## Collected data:
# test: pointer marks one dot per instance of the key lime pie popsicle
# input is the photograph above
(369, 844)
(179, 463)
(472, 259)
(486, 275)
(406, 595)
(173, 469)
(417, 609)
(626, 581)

## Try it:
Exact retyping of all the entries is required.

## Task answer:
# test: pointer marks one dot per instance of the key lime pie popsicle
# input is the photograph above
(369, 844)
(179, 463)
(472, 259)
(486, 275)
(406, 595)
(173, 469)
(417, 609)
(626, 581)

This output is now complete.